● **Description of the task**: Format everything from the start of the material down to the line containing "108], [441, 104]]", both ends included, as a JSON list of strings with one string per line and blank lines omitted.

— start of Supplied material —

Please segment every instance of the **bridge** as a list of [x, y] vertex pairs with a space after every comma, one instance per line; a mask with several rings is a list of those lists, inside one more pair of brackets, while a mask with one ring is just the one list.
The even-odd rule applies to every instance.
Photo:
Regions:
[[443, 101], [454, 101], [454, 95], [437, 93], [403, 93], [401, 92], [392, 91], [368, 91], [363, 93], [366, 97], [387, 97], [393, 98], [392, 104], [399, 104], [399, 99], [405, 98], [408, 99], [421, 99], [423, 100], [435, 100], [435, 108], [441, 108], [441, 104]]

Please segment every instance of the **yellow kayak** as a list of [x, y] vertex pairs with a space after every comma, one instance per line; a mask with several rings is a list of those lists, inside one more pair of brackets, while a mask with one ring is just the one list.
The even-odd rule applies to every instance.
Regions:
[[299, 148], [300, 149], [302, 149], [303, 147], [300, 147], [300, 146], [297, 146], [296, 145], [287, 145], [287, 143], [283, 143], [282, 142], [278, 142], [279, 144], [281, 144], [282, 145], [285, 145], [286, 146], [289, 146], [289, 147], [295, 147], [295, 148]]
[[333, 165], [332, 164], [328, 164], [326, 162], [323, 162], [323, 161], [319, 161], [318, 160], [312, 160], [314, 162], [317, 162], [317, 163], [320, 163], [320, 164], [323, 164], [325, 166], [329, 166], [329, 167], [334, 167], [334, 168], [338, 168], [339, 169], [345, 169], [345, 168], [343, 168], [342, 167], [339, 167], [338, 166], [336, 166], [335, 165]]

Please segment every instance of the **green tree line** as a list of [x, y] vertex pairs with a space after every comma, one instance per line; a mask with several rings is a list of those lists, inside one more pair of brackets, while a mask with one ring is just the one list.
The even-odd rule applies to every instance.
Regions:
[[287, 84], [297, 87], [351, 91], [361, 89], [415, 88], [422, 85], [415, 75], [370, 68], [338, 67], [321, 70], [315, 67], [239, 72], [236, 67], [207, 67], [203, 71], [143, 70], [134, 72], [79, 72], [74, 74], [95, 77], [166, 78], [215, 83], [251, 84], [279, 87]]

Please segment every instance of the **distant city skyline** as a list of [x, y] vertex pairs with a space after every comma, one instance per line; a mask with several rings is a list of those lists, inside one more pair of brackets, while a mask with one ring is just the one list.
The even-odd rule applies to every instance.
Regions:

— end of Supplied material —

● **Final result**:
[
  "Please segment every instance of the **bridge** as a list of [x, y] vertex pairs with a space after every comma, one instance per line; a mask with several rings is a list of those lists, inside one more pair of brackets, while a mask with one ring is just the one list.",
  "The even-odd rule applies to every instance.",
  "Photo:",
  "Regions:",
  "[[443, 101], [454, 101], [454, 95], [437, 93], [403, 93], [401, 92], [392, 91], [368, 91], [363, 93], [366, 97], [387, 97], [393, 98], [392, 104], [399, 104], [399, 99], [405, 98], [408, 99], [421, 99], [423, 100], [435, 100], [435, 108], [441, 108], [441, 104]]"
]